Source material:
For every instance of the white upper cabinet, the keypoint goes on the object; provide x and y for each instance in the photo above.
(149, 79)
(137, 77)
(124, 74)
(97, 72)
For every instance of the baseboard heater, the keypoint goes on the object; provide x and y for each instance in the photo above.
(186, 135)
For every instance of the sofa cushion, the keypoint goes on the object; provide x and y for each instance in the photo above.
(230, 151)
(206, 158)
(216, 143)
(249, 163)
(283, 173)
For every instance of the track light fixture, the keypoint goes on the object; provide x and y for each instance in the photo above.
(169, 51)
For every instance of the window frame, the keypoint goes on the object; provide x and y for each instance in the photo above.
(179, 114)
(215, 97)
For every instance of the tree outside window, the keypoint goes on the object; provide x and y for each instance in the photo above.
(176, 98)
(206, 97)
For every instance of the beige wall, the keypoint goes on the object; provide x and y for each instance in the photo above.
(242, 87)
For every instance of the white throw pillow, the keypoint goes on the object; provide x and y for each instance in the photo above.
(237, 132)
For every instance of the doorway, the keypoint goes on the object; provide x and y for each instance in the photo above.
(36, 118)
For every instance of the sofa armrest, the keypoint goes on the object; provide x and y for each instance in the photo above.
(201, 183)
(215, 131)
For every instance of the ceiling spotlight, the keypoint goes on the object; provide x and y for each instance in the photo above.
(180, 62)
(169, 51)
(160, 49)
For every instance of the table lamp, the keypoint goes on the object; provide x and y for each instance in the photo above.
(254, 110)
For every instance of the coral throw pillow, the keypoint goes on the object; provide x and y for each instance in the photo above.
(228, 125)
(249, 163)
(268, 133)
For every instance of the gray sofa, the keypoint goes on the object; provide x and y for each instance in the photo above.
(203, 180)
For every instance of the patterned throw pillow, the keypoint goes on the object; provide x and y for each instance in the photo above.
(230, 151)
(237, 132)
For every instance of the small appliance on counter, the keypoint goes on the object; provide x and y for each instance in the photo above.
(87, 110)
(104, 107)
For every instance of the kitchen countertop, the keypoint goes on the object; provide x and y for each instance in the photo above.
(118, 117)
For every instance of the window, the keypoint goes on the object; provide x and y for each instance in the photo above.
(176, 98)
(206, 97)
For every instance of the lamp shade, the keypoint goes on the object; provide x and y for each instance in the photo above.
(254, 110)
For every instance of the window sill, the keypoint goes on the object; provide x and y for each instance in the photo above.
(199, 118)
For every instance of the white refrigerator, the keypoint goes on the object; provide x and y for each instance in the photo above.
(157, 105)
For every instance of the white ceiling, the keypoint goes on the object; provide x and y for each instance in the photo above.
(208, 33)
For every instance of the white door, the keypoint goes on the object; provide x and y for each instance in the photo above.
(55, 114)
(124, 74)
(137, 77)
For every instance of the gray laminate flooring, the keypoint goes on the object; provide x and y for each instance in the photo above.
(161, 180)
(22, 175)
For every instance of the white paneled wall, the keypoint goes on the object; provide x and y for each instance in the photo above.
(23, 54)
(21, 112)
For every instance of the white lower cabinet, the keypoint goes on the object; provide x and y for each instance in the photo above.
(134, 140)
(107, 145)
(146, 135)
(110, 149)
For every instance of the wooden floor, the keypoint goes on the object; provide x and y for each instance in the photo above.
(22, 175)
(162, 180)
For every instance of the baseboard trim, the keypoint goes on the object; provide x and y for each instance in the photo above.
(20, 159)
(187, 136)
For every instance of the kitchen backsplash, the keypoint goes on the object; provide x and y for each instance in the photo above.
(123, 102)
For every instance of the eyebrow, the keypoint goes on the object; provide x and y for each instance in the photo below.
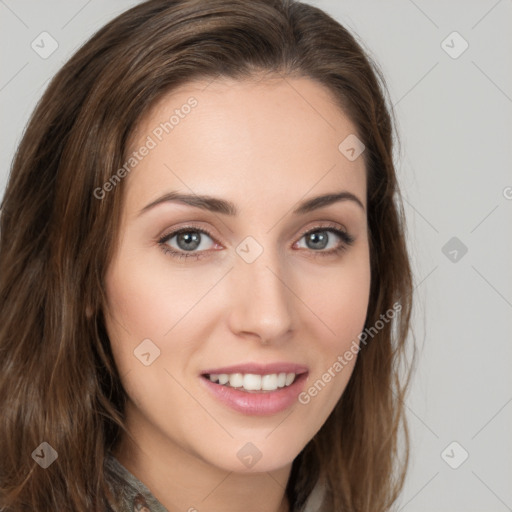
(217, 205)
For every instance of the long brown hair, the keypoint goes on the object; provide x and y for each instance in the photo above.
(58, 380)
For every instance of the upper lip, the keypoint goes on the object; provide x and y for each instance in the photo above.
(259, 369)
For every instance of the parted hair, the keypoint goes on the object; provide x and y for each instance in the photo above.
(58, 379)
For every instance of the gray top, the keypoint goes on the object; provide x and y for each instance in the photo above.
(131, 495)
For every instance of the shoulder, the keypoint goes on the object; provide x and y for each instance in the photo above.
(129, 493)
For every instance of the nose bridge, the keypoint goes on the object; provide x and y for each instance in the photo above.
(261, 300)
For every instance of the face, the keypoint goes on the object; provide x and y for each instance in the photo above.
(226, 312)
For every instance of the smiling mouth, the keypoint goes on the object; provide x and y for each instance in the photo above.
---
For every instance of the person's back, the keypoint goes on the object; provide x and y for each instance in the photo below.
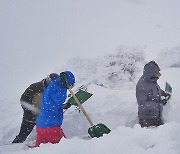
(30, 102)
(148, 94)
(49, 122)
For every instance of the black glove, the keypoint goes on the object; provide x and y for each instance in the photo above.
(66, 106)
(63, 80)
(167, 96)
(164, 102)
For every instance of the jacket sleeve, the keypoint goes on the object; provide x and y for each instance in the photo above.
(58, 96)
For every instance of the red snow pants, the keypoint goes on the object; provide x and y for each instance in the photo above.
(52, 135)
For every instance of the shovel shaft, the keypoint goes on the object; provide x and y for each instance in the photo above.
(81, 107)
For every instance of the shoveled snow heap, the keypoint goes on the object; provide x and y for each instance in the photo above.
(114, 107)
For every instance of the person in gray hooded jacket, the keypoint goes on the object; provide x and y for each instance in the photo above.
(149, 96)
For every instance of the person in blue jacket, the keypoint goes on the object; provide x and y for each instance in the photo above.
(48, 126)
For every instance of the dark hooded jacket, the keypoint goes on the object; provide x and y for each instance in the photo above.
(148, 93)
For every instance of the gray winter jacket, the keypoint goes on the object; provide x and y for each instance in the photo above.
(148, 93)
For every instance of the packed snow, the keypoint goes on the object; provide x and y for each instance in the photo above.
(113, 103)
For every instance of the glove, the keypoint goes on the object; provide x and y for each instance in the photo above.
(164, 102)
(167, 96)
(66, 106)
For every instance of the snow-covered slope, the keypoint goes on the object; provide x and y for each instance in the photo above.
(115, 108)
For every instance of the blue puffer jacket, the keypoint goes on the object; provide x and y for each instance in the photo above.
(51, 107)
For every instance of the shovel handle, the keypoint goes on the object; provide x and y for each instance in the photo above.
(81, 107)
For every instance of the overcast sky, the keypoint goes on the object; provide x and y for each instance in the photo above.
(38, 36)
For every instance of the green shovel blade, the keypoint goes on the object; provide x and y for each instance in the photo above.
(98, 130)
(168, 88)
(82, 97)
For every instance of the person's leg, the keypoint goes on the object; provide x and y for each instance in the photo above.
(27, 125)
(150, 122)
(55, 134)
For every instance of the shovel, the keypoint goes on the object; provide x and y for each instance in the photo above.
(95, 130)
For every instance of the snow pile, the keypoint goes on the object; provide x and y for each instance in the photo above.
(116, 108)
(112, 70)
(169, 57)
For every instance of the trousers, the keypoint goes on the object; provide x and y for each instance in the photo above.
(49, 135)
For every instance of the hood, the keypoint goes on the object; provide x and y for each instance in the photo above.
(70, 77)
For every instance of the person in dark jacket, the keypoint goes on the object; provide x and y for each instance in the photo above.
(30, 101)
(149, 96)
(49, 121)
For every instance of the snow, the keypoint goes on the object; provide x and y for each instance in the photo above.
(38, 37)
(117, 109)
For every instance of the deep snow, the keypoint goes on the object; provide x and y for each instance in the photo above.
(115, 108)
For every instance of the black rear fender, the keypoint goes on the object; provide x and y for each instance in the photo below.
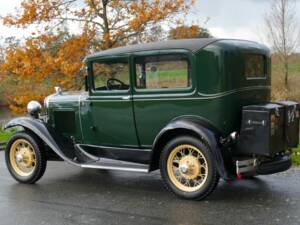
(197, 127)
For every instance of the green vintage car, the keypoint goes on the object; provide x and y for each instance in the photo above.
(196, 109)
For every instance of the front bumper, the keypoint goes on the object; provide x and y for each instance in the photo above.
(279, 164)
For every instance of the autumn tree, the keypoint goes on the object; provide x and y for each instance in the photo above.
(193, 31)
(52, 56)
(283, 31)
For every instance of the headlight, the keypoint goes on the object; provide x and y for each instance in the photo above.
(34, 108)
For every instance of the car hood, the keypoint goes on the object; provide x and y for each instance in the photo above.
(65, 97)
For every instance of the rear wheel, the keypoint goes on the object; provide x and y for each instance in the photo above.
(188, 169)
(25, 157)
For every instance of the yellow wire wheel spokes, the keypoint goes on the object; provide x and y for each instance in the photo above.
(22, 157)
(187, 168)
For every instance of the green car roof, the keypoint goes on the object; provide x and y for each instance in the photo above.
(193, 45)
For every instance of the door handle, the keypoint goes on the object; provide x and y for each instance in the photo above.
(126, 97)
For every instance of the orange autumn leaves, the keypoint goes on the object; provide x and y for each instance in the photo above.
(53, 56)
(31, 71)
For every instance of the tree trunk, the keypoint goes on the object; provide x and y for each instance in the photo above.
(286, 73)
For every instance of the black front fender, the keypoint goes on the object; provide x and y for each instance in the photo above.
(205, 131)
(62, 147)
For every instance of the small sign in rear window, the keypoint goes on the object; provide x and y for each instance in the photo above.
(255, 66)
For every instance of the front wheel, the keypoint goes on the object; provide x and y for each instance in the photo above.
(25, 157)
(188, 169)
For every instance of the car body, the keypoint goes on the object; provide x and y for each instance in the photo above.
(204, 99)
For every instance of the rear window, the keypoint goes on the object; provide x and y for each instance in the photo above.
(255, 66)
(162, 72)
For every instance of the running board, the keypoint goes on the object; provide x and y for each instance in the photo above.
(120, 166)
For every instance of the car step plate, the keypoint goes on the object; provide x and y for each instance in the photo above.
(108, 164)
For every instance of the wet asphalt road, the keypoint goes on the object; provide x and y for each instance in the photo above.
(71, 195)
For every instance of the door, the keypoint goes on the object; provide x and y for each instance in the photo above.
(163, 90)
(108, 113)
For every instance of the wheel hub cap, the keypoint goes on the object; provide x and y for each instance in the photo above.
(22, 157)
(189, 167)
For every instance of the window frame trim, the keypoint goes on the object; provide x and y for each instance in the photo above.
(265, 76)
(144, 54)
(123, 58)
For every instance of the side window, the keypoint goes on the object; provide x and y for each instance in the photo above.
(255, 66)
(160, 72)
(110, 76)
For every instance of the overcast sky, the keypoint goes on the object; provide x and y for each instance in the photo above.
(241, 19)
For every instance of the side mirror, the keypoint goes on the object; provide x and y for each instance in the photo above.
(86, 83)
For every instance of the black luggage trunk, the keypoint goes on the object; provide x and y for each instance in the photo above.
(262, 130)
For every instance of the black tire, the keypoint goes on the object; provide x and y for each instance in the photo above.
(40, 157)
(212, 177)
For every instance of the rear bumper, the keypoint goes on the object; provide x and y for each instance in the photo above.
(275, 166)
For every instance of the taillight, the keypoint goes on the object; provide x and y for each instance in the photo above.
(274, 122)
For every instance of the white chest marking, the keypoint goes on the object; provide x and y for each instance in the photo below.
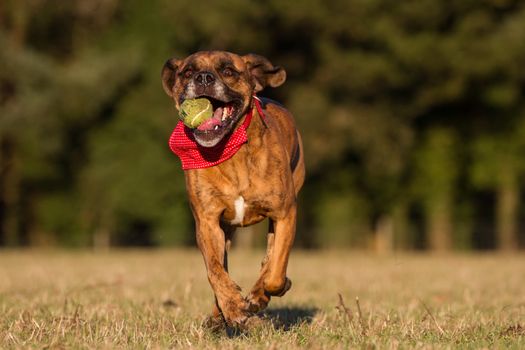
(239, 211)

Task objective: Filter the rows above, keeping every one that contains the word "small" and copying each kept row in full.

Output for this task:
For every instance of the small appliance on counter, the keypoint goes on the object; provide x and y for each instance in the photo above.
For every instance of the small sign in rear window, the keypoint goes on the object; provide x and y for each instance in the photo above.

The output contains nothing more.